Excerpt to read.
===
Healthcare leaders back increased use of technology
Research reveals European leaders think their organisations need to embrace technology in order to improve services
More than half of healthcare leaders across Europe believe their organisations need to embrace technology in order to improve services, new research states.
Data from the Economist Intelligence Unit (EIU) sponsored by Ricoh, shows 71% of healthcare leaders believe their organisation needs to change faster over the next three years. This change will be driven by the increasing importance of technology platforms, with more than half of European healthcare leaders identifying technology as the biggest agent of change.
Healthcare leaders emphasised that the most-significant barrier preventing the speed at which they change is time constraints on healthcare professionals. Other major bottlenecks to increasing overall agility include the challenge of effectively linking technology platforms, and the presence of multiple and potentially-conflicting initiatives.
“The need for immediate and secure access to medical information that’s easily shareable between patients and healthcare providers, coupled with access to critical information at any time, from any location, are crucial factors increasing pressure on UK healthcare leaders to become more digitally-centric,” said Alasdair McCormick, national sales director for government at Ricoh UK.
===
Dataset section.

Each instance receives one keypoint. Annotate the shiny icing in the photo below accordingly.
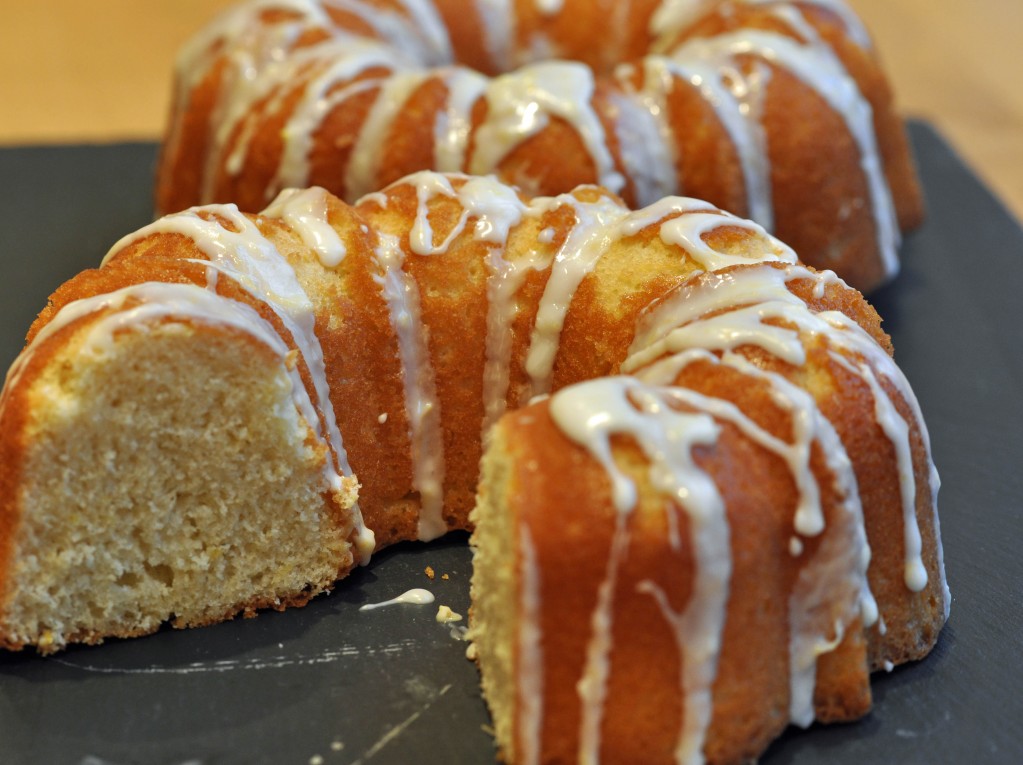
===
Problem description.
For each statement about the article on healthcare leaders and technology, answer yes or no and quote the words from the article that settle it.
1. Most healthcare leaders want their organization to change faster over the next three years.
2. Lack of funding is the biggest barrier to how fast healthcare organizations change.
3. Alasdair McCormick is national sales director for government at Ricoh UK.
The listing has no connection to the article on healthcare leaders and technology.

Answer area.
1. Yes: "71% of healthcare leaders believe their organisation needs to change faster over the next three years."
2. No: "the most-significant barrier preventing the speed at which they change is time constraints on healthcare professionals."
3. Yes: "Alasdair McCormick, national sales director for government at Ricoh UK."